Re: Flink Runner logging FAILED_TO_UNCOMPRESS

Posted by Ahmet Altay <al...@google.com>.
Is not this flag set automatically for the portable runner here [1] ?

[1]
https://github.com/apache/beam/blob/f0aa877b8703eed4143957b4cd212aa026238a6e/sdks/python/apache_beam/pipeline.py#L160

On Tue, Sep 17, 2019 at 2:07 PM Robert Bradshaw <ro...@google.com> wrote:

> On Tue, Sep 17, 2019 at 1:43 PM Thomas Weise <th...@apache.org> wrote:
> >
> > +1 for making --experiments=beam_fn_api default.
> >
> > Can the Dataflow runner driver just remove the setting if it is not
> compatible?
>
> The tricky bit would be undoing the differences in graph construction
> due to this flag flip. But I would be in favor of changing the default
> (probably just removing the flag) and moving the non-portability parts
> into the dataflow runner itself. (It looks like the key differences
> here are for the Create and Read transforms.)

= = = = = = =

| Requirements |
a – Which setting does Thomas Weise back making the default in the forum post?
b – Write out everything from "Re: Flink Runner" down to "runner here [1] ?" in the forum post, swapping "flag" for "option".

[Point labeling dataset excerpts]
= = = = = = =

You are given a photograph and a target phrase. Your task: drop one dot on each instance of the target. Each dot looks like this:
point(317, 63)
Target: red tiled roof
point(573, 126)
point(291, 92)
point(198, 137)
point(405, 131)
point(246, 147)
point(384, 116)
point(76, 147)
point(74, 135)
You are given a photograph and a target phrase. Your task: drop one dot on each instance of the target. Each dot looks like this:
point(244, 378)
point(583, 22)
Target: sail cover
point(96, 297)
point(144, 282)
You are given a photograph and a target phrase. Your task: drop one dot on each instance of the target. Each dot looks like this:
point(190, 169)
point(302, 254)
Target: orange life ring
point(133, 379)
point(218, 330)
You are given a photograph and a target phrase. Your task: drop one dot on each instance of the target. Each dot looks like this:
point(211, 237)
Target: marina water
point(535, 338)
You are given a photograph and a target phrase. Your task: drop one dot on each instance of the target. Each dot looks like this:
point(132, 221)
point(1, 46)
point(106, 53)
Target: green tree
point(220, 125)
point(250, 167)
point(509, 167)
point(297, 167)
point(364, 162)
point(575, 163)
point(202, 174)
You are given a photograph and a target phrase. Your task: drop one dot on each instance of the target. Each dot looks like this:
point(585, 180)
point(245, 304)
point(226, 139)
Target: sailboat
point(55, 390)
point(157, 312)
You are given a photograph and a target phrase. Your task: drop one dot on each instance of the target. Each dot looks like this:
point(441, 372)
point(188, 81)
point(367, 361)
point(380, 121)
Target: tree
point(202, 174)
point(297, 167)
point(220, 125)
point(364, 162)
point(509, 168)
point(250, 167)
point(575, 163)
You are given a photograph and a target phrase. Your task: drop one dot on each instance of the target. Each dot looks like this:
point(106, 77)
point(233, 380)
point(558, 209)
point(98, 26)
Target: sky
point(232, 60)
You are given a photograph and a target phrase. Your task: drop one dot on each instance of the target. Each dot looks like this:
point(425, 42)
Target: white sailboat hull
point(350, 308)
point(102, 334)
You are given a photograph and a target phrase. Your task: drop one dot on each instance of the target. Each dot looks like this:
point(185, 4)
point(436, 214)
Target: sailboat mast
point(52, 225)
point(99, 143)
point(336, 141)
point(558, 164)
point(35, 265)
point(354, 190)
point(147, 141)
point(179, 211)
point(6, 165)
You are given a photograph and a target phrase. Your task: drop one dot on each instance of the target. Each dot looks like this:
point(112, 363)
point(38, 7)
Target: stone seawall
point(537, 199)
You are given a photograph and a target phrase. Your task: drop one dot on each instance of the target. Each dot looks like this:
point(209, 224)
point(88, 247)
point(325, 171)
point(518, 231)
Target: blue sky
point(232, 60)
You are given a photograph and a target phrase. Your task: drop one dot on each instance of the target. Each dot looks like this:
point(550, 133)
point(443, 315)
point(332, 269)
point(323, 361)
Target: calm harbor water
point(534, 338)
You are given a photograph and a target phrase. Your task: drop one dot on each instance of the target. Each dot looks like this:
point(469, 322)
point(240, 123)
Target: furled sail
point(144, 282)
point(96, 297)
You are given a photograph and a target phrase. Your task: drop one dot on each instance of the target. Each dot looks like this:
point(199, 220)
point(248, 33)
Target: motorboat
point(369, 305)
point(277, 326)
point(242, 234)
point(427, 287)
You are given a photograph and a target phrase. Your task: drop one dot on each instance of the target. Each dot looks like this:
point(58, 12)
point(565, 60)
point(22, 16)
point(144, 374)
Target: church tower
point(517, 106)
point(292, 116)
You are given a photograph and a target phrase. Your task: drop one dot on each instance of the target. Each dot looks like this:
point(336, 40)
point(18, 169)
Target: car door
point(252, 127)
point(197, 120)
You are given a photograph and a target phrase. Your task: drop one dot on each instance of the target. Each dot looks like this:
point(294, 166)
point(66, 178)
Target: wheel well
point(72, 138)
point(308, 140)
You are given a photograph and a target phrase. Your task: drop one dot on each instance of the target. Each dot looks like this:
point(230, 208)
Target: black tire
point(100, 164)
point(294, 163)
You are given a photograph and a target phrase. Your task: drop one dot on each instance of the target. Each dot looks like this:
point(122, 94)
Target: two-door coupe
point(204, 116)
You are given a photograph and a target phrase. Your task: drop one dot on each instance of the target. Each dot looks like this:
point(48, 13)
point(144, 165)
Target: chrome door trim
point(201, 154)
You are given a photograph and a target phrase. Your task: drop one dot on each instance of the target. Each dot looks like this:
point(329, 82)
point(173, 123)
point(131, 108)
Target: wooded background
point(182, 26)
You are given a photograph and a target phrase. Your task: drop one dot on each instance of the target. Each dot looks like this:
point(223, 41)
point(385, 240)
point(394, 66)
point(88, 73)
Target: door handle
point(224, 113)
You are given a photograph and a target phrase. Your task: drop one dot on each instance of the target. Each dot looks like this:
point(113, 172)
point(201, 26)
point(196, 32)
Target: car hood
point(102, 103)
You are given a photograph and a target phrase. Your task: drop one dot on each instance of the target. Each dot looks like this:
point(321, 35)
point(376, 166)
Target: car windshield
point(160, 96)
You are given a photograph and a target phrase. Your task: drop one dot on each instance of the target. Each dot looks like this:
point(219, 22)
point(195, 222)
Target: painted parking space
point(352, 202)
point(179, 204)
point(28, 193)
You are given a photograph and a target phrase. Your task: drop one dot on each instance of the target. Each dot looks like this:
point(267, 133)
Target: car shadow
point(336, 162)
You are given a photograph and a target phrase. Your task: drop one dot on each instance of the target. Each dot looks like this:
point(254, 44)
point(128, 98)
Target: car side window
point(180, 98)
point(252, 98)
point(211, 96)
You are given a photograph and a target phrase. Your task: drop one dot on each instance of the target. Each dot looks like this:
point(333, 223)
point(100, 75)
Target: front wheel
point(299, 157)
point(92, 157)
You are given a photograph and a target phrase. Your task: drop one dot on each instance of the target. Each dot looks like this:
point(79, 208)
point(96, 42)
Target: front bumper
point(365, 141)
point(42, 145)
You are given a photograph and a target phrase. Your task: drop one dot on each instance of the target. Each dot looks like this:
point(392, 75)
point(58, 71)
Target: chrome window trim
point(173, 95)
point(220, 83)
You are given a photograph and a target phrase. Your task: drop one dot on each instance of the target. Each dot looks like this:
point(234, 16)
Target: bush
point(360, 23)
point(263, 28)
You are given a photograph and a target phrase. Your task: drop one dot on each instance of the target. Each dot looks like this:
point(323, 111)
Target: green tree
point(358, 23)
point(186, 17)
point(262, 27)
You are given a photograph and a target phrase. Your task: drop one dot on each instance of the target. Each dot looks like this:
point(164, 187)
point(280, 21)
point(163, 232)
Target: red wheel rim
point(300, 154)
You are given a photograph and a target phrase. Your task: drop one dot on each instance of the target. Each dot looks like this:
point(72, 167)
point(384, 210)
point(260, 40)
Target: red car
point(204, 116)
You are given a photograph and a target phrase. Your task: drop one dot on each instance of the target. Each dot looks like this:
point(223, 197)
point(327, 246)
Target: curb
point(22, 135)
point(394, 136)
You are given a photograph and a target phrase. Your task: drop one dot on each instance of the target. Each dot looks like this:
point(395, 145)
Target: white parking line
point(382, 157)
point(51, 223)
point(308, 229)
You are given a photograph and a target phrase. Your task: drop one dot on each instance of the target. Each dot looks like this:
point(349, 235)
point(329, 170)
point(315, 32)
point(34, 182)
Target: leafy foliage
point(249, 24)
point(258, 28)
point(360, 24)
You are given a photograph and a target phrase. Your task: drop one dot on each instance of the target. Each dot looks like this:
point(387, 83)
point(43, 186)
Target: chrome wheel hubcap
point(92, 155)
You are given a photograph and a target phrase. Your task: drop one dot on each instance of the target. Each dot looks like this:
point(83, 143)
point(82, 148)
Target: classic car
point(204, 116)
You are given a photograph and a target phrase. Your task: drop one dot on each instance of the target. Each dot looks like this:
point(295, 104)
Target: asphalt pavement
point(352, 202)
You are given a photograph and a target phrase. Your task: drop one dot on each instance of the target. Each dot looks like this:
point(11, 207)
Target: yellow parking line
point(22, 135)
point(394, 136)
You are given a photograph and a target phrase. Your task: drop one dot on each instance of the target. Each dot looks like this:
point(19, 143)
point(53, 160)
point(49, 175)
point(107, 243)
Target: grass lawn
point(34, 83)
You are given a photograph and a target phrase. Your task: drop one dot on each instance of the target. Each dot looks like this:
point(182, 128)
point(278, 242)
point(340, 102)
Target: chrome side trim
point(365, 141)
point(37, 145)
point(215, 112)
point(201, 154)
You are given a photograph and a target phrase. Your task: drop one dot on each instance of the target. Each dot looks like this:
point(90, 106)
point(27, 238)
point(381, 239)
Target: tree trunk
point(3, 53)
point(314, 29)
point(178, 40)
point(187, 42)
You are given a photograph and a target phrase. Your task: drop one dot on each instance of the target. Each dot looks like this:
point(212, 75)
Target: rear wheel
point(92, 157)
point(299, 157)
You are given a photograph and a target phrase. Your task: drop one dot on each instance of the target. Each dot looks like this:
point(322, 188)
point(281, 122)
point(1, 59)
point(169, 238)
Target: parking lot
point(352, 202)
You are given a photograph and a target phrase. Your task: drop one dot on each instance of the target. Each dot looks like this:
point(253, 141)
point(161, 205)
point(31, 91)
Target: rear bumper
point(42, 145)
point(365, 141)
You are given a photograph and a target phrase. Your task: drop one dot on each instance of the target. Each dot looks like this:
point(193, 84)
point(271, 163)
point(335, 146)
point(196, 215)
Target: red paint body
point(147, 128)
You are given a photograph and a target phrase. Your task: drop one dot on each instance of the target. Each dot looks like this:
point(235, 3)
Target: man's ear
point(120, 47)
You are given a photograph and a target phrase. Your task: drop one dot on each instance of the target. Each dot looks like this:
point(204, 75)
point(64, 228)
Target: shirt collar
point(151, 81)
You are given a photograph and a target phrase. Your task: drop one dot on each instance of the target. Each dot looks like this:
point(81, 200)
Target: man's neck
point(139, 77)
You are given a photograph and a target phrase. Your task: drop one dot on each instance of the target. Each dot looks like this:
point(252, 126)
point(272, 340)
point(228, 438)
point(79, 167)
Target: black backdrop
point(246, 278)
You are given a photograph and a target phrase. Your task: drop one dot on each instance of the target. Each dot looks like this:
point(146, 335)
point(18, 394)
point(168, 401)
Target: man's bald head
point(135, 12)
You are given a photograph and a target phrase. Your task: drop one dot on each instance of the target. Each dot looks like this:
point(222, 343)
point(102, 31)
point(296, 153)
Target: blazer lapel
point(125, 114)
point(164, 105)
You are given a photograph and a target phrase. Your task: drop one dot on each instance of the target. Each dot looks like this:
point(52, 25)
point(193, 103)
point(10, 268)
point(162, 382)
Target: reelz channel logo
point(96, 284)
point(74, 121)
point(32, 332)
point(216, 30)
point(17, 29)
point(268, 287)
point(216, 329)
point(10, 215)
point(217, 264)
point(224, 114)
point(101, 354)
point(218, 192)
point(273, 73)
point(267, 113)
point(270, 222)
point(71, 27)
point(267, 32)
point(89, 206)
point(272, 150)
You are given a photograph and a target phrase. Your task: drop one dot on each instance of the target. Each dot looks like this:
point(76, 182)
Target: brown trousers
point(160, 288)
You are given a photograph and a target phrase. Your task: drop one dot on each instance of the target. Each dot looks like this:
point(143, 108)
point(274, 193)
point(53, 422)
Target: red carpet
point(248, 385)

= = = = = = =

| Problem solutions |
a – --experiments=beam_fn_api

b –
Re: Flink Runner logging FAILED_TO_UNCOMPRESS

Posted by Ahmet Altay <al...@google.com>.
Is not this option set automatically for the portable runner here [1] ?